- WHAT IS NEEDED: Copy the items from the line containing "Please segment every instance of the blue" through the end of the items, replacing "sweater" with "cardigan" and changing nothing else. Omit the pictures from your answer.

** begin **

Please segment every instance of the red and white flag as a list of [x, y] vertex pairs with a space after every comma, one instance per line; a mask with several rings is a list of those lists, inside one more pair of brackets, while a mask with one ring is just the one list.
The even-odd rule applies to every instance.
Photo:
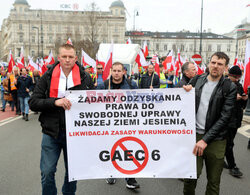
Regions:
[[234, 66], [237, 65], [237, 62], [238, 62], [238, 55], [237, 55], [236, 58], [234, 59]]
[[250, 42], [246, 40], [245, 71], [243, 76], [243, 89], [245, 94], [247, 94], [248, 86], [250, 86]]
[[182, 66], [185, 63], [185, 61], [181, 57], [180, 49], [178, 49], [177, 55], [178, 55], [179, 64]]
[[92, 66], [93, 68], [96, 67], [96, 61], [92, 59], [85, 51], [82, 50], [82, 65]]
[[108, 57], [107, 57], [107, 60], [106, 60], [105, 66], [104, 66], [103, 73], [102, 73], [102, 78], [103, 78], [104, 81], [107, 80], [107, 78], [109, 77], [110, 69], [112, 68], [112, 64], [113, 64], [113, 48], [114, 48], [114, 45], [112, 43], [110, 45], [109, 52], [108, 52]]
[[143, 43], [143, 53], [144, 53], [144, 57], [146, 58], [148, 56], [148, 45], [147, 45], [147, 41], [144, 41]]
[[195, 68], [196, 68], [196, 71], [197, 71], [197, 75], [203, 74], [203, 73], [204, 73], [203, 70], [201, 69], [201, 67], [200, 67], [198, 64], [195, 63], [195, 61], [193, 60], [193, 58], [191, 58], [191, 61], [192, 61], [192, 62], [194, 63], [194, 65], [195, 65]]
[[72, 43], [72, 41], [71, 41], [71, 39], [70, 39], [70, 38], [68, 38], [68, 40], [67, 40], [66, 44], [73, 45], [73, 43]]
[[35, 69], [37, 69], [37, 70], [39, 71], [39, 73], [42, 74], [42, 68], [41, 68], [41, 66], [39, 65], [38, 60], [37, 60], [37, 63], [35, 63], [35, 62], [33, 61], [33, 59], [32, 59], [30, 56], [28, 56], [28, 59], [29, 59], [28, 68], [30, 69], [30, 71], [33, 72]]
[[44, 58], [45, 64], [54, 64], [55, 58], [53, 56], [52, 50], [50, 50], [49, 55]]
[[135, 62], [138, 64], [138, 67], [140, 68], [141, 66], [147, 66], [147, 61], [145, 59], [145, 56], [142, 52], [142, 50], [140, 49], [139, 53], [137, 54], [136, 58], [135, 58]]
[[132, 41], [131, 41], [130, 37], [128, 38], [126, 44], [132, 44]]
[[173, 61], [173, 51], [171, 50], [167, 55], [166, 59], [162, 62], [162, 65], [164, 66], [165, 70], [169, 70], [171, 68], [172, 61]]
[[160, 62], [158, 56], [155, 59], [155, 72], [158, 74], [160, 77]]
[[23, 66], [25, 66], [23, 47], [21, 47], [20, 60], [21, 60], [21, 63], [23, 64]]
[[8, 63], [8, 72], [12, 72], [12, 69], [13, 67], [15, 66], [15, 60], [12, 56], [12, 53], [11, 53], [11, 50], [10, 50], [10, 53], [9, 53], [9, 63]]
[[18, 67], [20, 70], [22, 68], [25, 68], [24, 65], [23, 65], [23, 63], [19, 59], [17, 59], [16, 67]]

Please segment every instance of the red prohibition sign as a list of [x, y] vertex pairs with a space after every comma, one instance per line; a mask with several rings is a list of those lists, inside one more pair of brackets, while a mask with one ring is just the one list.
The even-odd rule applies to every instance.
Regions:
[[120, 148], [125, 151], [125, 150], [128, 150], [124, 145], [123, 145], [123, 142], [126, 142], [126, 141], [134, 141], [138, 144], [141, 145], [141, 147], [143, 148], [144, 152], [145, 152], [145, 159], [143, 161], [143, 163], [139, 163], [138, 160], [132, 155], [132, 156], [129, 156], [131, 159], [133, 159], [132, 162], [135, 163], [135, 165], [137, 166], [136, 169], [134, 170], [126, 170], [122, 167], [120, 167], [116, 161], [112, 161], [112, 164], [114, 165], [114, 167], [120, 171], [121, 173], [124, 173], [124, 174], [136, 174], [138, 172], [140, 172], [142, 169], [145, 168], [145, 166], [147, 165], [147, 162], [148, 162], [148, 149], [147, 149], [147, 146], [143, 143], [143, 141], [141, 141], [140, 139], [138, 138], [135, 138], [135, 137], [124, 137], [122, 139], [119, 139], [113, 146], [112, 150], [111, 150], [111, 156], [113, 157], [114, 156], [114, 153], [115, 153], [115, 150], [117, 149], [118, 146], [120, 146]]

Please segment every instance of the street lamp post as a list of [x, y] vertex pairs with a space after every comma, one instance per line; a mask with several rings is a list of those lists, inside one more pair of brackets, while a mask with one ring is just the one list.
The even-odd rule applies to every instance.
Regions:
[[36, 26], [32, 26], [32, 29], [37, 29], [37, 41], [38, 41], [38, 45], [37, 45], [37, 57], [39, 57], [39, 53], [40, 53], [40, 51], [39, 51], [39, 28], [38, 27], [36, 27]]

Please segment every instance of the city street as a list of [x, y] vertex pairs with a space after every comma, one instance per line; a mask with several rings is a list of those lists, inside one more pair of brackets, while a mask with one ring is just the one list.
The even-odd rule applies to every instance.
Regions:
[[[0, 194], [41, 194], [40, 185], [40, 144], [41, 128], [38, 116], [30, 115], [30, 121], [26, 122], [21, 116], [12, 116], [4, 119], [0, 116]], [[249, 121], [250, 122], [250, 121]], [[241, 132], [249, 135], [250, 123], [244, 122]], [[248, 195], [250, 193], [250, 150], [247, 149], [248, 138], [240, 133], [235, 139], [235, 157], [238, 167], [243, 172], [242, 178], [234, 178], [224, 169], [221, 181], [222, 195]], [[61, 194], [64, 167], [62, 156], [56, 174], [58, 192]], [[197, 194], [205, 191], [205, 170], [198, 182]], [[124, 179], [118, 179], [114, 185], [106, 184], [104, 179], [85, 180], [78, 182], [77, 194], [87, 195], [162, 195], [182, 194], [183, 183], [177, 179], [144, 179], [138, 178], [141, 188], [136, 191], [126, 189]]]

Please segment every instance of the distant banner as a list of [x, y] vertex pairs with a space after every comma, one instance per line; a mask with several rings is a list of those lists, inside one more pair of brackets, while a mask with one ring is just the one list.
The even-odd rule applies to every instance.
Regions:
[[194, 90], [68, 91], [69, 180], [196, 178]]

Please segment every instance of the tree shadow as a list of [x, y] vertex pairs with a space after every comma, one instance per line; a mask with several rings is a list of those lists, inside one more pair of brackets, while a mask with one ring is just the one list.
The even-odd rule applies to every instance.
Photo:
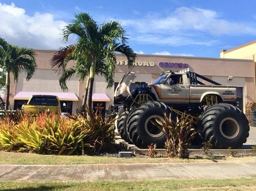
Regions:
[[196, 156], [194, 157], [196, 159], [206, 159], [212, 161], [214, 162], [219, 162], [218, 160], [226, 160], [227, 158], [224, 155], [220, 156]]

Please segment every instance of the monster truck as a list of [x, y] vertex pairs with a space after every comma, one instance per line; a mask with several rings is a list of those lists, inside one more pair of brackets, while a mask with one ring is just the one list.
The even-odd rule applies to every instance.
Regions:
[[140, 148], [152, 143], [163, 147], [163, 130], [151, 120], [163, 119], [164, 113], [176, 117], [185, 113], [201, 138], [215, 149], [238, 148], [246, 141], [249, 127], [237, 107], [235, 86], [222, 85], [188, 68], [163, 72], [151, 85], [137, 83], [130, 92], [135, 77], [134, 73], [127, 73], [115, 92], [115, 98], [123, 106], [116, 126], [126, 141]]

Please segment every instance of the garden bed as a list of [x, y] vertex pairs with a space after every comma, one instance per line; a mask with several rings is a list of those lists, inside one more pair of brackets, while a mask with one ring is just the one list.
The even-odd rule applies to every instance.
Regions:
[[[238, 155], [238, 157], [239, 156]], [[244, 157], [244, 156], [243, 156]], [[150, 158], [134, 156], [131, 158], [118, 158], [116, 154], [101, 155], [42, 155], [32, 153], [0, 151], [0, 165], [3, 164], [87, 164], [170, 162], [256, 162], [256, 156], [232, 157], [227, 156], [211, 157], [191, 156], [189, 159]]]

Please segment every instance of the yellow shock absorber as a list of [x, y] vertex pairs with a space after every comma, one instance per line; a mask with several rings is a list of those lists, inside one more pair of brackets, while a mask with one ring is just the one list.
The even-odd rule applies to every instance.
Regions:
[[172, 111], [176, 113], [177, 114], [178, 114], [178, 115], [180, 116], [182, 116], [183, 115], [185, 115], [185, 117], [186, 118], [188, 118], [188, 119], [190, 119], [190, 120], [191, 120], [191, 122], [195, 124], [197, 124], [197, 123], [198, 122], [198, 118], [195, 117], [195, 116], [193, 116], [191, 115], [189, 115], [189, 114], [186, 114], [186, 113], [184, 113], [184, 112], [183, 112], [182, 111], [179, 111], [177, 109], [174, 109], [174, 108], [172, 108]]

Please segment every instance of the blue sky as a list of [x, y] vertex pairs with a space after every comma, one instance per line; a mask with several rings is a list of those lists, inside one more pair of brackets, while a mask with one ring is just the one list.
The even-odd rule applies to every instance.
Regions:
[[[56, 49], [74, 13], [98, 23], [121, 22], [136, 52], [218, 57], [256, 40], [256, 1], [1, 0], [0, 36], [12, 43]], [[73, 43], [71, 39], [69, 43]]]

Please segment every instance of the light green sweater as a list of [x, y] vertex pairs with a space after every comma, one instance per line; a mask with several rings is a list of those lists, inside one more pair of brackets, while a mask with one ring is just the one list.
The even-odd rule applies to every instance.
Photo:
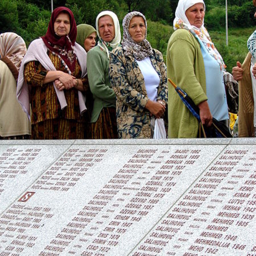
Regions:
[[[195, 103], [207, 99], [204, 60], [197, 39], [189, 31], [177, 29], [167, 49], [167, 75]], [[197, 138], [198, 122], [168, 83], [169, 138]]]
[[95, 123], [103, 108], [116, 107], [116, 94], [108, 75], [109, 60], [107, 53], [98, 46], [87, 53], [87, 70], [94, 100], [91, 123]]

** end **

- FINAL RESULT:
Please segment every instance of the blue sky as a list of [x, y] vertex pairs with a space after every comma, one instance per line; a mask with several rings is a list of those lists, inside one more pair of brackets, while a mask with one ring is just the one list.
The even-odd rule applies to every instance.
Regions:
[[[56, 49], [74, 13], [98, 23], [121, 22], [136, 52], [218, 57], [256, 40], [256, 1], [1, 0], [0, 36], [12, 43]], [[73, 43], [71, 39], [69, 43]]]

Please segment every instance of the light green cardigan as a list of [x, y] vertex pairs with a space after every comma, one instance per line; a mask with several rings is a list of those lists, inside one more pair of brackets, while a mask with one ring is just the one list.
The even-odd rule applies to every instance.
Photo:
Regions:
[[[195, 103], [207, 99], [204, 60], [197, 39], [189, 31], [177, 29], [167, 49], [167, 75]], [[197, 138], [198, 122], [168, 83], [169, 138]]]
[[95, 123], [103, 108], [116, 107], [116, 94], [108, 75], [109, 60], [107, 53], [98, 46], [87, 53], [87, 70], [94, 100], [91, 123]]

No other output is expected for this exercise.